◆ TASK TO COMPLETE
Quote the biography and glossary text word for word from "Samuel R. Friedman, PhD, is" to "who inject drugs.".

◆ DOCUMENT SEGMENT
####
Samuel R. Friedman, PhD, is director of Infectious Disease Research at National Development and Research Institutes, Inc. and the director of the Interdisciplinary Theoretical Synthesis Core in the Center for Drug Use and HIV Research, New York City. Dr. Friedman is an author of about 450 publications on HIV/hepatitis C/STIs, and drug use epidemiology and prevention. Honors include an NIDA Avant Garde Award (2012), the International Rolleston Award of the International Harm Reduction Association (2009), the first Sociology AIDS Network Award for Career Contributions to the Sociology of HIV/AIDS (2007), and a Lifetime Contribution Award, Association of Black Sociologists (2005).
GLOSSARY
Backloading/piggybacking: Using an individual syringe to withdraw drugs from a common syringe containing drugs prepared for more than one person.
PWID: People who inject drugs.
Distributive (syringe or drug preparation equipment) sharing: Another person injecting with a syringe, or using drug preparation equipment (such as a drug container, filter, or rinse water) after it was used by the participant.
Receptive (syringe or drug preparation equipment) sharing: Injecting with a syringe, or using drug preparation equipment previously used to inject or prepare drugs by another person.
Notes
This relatively new term, introduced into the intervention literature by Friedman, Rossi, and Flom (2006), refers to major events such as mega-disasters, natural as well as man-made, famine, conflict, genocide, disparities in health, epidemics, mass migrations, economic recessions, etc. which effect adaptation, functioning, and quality-of-life of individuals as well as systems. Existential threat, instability, and chaos are major dimensions and loss of control over one's life is experienced.
####
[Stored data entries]
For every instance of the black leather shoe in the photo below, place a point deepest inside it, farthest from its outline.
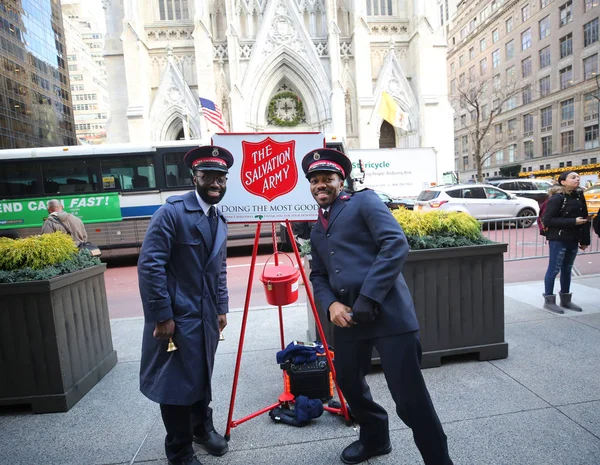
(193, 460)
(213, 442)
(357, 452)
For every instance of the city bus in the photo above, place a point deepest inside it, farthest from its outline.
(113, 188)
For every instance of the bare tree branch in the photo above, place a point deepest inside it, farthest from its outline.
(473, 96)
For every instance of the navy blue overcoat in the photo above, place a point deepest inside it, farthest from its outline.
(182, 275)
(363, 252)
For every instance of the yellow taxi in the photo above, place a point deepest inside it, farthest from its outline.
(592, 198)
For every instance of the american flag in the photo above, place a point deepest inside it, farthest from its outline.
(213, 114)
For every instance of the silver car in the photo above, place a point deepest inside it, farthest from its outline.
(481, 201)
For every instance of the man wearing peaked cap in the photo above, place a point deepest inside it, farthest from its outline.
(183, 285)
(326, 160)
(358, 251)
(208, 158)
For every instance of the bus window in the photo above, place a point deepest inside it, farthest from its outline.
(128, 173)
(68, 177)
(177, 173)
(17, 179)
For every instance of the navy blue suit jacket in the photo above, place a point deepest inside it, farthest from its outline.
(363, 252)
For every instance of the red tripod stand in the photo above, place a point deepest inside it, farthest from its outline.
(286, 397)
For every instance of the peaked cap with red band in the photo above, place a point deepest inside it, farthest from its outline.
(209, 158)
(326, 160)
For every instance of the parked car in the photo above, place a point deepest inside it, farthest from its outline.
(536, 189)
(481, 201)
(592, 198)
(394, 204)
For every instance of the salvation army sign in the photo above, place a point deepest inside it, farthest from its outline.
(269, 168)
(266, 182)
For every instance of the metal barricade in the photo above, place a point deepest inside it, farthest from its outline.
(523, 238)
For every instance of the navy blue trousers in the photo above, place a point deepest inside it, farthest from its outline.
(400, 359)
(181, 423)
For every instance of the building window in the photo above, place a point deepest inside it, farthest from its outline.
(591, 136)
(566, 77)
(526, 67)
(528, 149)
(497, 82)
(527, 124)
(512, 151)
(526, 39)
(483, 66)
(566, 141)
(590, 32)
(546, 146)
(590, 106)
(545, 57)
(495, 58)
(545, 27)
(546, 117)
(510, 49)
(526, 95)
(567, 112)
(566, 13)
(510, 74)
(176, 9)
(566, 45)
(545, 86)
(512, 129)
(590, 66)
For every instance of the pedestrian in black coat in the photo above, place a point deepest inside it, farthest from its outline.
(566, 218)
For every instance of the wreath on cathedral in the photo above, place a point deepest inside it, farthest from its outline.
(285, 109)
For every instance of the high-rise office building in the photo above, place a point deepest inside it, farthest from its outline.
(35, 99)
(549, 50)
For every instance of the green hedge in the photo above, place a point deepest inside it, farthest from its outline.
(41, 257)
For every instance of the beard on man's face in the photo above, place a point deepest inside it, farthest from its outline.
(211, 194)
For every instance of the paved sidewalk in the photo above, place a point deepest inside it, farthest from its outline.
(541, 405)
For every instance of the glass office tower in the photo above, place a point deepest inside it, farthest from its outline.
(35, 97)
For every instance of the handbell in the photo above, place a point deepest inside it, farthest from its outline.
(171, 347)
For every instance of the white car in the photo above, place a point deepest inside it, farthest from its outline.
(481, 201)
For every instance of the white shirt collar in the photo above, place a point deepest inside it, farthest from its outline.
(205, 206)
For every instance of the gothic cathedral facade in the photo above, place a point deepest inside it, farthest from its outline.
(278, 65)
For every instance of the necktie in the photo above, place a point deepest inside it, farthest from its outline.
(213, 219)
(324, 217)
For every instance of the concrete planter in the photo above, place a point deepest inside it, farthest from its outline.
(459, 301)
(55, 340)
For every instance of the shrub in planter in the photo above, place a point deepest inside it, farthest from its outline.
(456, 278)
(55, 338)
(42, 257)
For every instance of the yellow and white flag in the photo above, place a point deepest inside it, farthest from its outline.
(391, 112)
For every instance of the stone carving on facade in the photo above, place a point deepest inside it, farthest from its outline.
(283, 32)
(156, 33)
(220, 52)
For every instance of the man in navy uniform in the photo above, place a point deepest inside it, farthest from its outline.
(183, 284)
(358, 251)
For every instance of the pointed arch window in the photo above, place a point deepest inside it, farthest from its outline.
(379, 8)
(171, 10)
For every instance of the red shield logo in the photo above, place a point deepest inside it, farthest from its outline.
(269, 168)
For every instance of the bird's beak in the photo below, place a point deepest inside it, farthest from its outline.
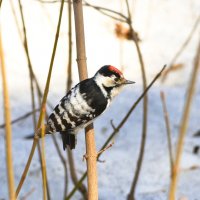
(127, 82)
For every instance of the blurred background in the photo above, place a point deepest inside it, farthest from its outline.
(168, 33)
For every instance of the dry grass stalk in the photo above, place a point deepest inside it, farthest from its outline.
(145, 106)
(8, 129)
(72, 168)
(42, 112)
(167, 123)
(89, 135)
(32, 76)
(184, 124)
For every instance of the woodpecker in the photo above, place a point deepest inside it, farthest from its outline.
(84, 103)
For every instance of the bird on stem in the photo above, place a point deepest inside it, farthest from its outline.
(84, 103)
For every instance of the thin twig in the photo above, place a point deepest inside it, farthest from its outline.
(89, 131)
(28, 194)
(72, 167)
(184, 124)
(145, 107)
(8, 128)
(41, 118)
(167, 123)
(112, 135)
(25, 42)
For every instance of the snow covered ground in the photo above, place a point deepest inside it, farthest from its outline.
(163, 26)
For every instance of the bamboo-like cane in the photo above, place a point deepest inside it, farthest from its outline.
(90, 139)
(184, 125)
(8, 130)
(42, 112)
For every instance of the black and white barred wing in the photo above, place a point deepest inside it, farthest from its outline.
(74, 110)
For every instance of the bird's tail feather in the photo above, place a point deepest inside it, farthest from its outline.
(69, 140)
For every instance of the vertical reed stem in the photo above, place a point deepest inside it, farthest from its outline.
(184, 125)
(8, 130)
(90, 139)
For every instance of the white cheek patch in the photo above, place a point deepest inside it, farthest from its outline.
(59, 120)
(115, 91)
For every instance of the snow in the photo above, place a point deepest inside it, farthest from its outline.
(163, 27)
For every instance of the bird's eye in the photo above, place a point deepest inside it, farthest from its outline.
(116, 79)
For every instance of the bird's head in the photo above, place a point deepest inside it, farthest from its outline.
(111, 79)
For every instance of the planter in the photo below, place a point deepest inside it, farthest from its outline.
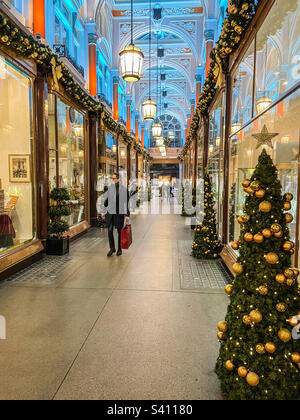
(57, 246)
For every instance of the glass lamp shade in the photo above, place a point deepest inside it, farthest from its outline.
(156, 130)
(236, 126)
(263, 104)
(149, 110)
(131, 63)
(160, 142)
(171, 134)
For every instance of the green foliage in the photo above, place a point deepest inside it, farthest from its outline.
(57, 209)
(206, 244)
(278, 375)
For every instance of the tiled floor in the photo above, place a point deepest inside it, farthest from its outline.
(140, 326)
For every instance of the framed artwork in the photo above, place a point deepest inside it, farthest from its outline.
(19, 168)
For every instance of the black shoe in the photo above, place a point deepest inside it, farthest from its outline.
(112, 251)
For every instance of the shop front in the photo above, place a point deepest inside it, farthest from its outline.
(68, 158)
(18, 175)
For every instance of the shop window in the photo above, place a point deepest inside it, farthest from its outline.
(285, 154)
(16, 169)
(278, 53)
(67, 155)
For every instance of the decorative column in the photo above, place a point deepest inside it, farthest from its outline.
####
◆ TASK ANSWER
Samuel R. Friedman, PhD, is director of Infectious Disease Research at National Development and Research Institutes, Inc. and the director of the Interdisciplinary Theoretical Synthesis Core in the Center for Drug Use and HIV Research, New York City. Dr. Friedman is an author of about 450 publications on HIV/hepatitis C/STIs, and drug use epidemiology and prevention. Honors include an NIDA Avant Garde Award (2012), the International Rolleston Award of the International Harm Reduction Association (2009), the first Sociology AIDS Network Award for Career Contributions to the Sociology of HIV/AIDS (2007), and a Lifetime Contribution Award, Association of Black Sociologists (2005).
GLOSSARY
Backloading/piggybacking: Using an individual syringe to withdraw drugs from a common syringe containing drugs prepared for more than one person.
PWID: People who inject drugs.